> _Exercise brief_
Look through the entries below and show every line containing the word "indicate".
——————————
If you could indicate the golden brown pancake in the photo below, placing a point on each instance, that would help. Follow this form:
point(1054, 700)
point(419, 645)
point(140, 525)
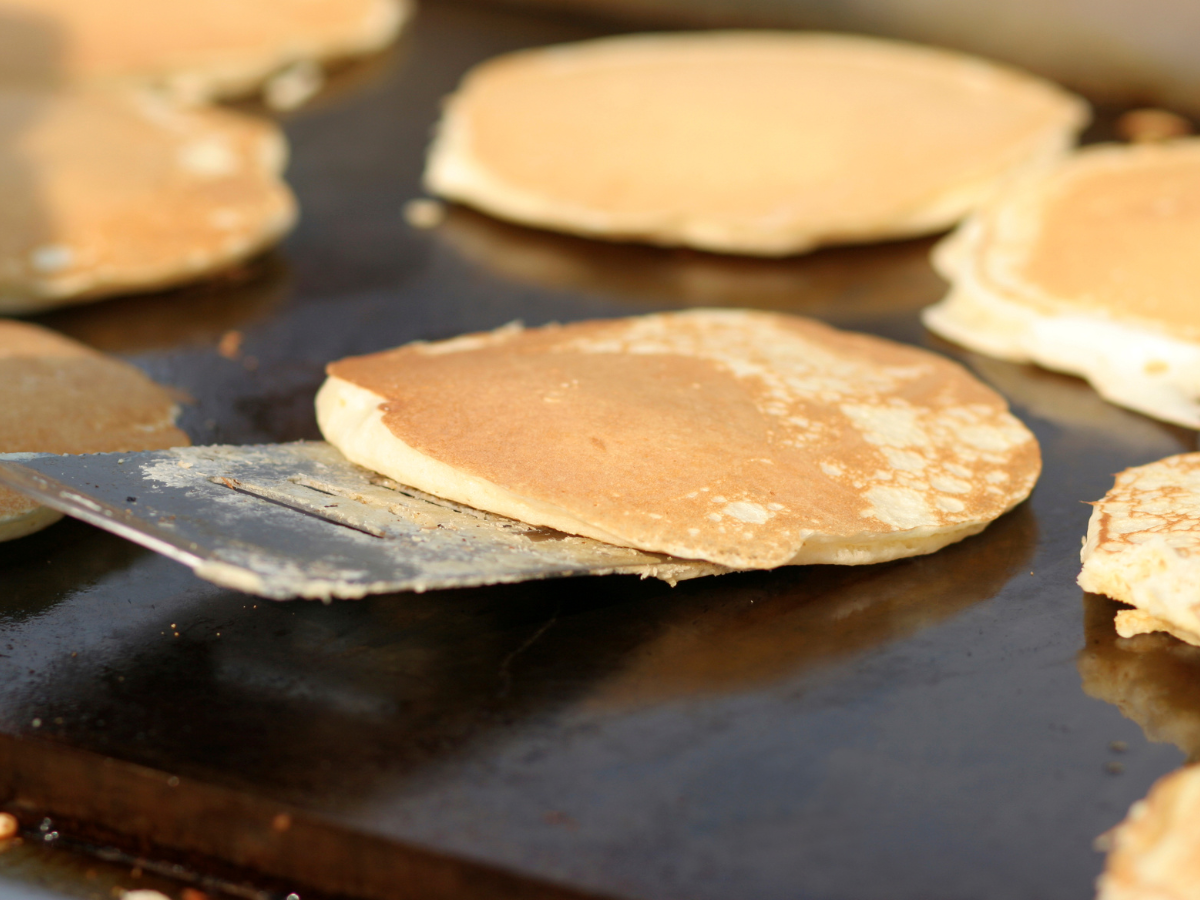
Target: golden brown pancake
point(196, 51)
point(744, 438)
point(1155, 853)
point(743, 142)
point(63, 397)
point(1143, 547)
point(113, 192)
point(1090, 268)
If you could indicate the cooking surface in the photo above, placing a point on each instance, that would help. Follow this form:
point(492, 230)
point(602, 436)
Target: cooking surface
point(925, 729)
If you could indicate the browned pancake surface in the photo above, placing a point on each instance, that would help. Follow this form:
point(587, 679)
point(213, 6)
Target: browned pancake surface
point(790, 430)
point(216, 43)
point(63, 397)
point(111, 191)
——————————
> _Response_
If you could indicate the golden brown pancake in the photo below, placing a point on each instance, that would help. Follow this form:
If you could indicate the cooking surface in the photo above, placing a point on each instance, that would help. Follow this form:
If you could indicate the browned pancake surface in the photo above, placing a point on each instance, that would help. Follow this form:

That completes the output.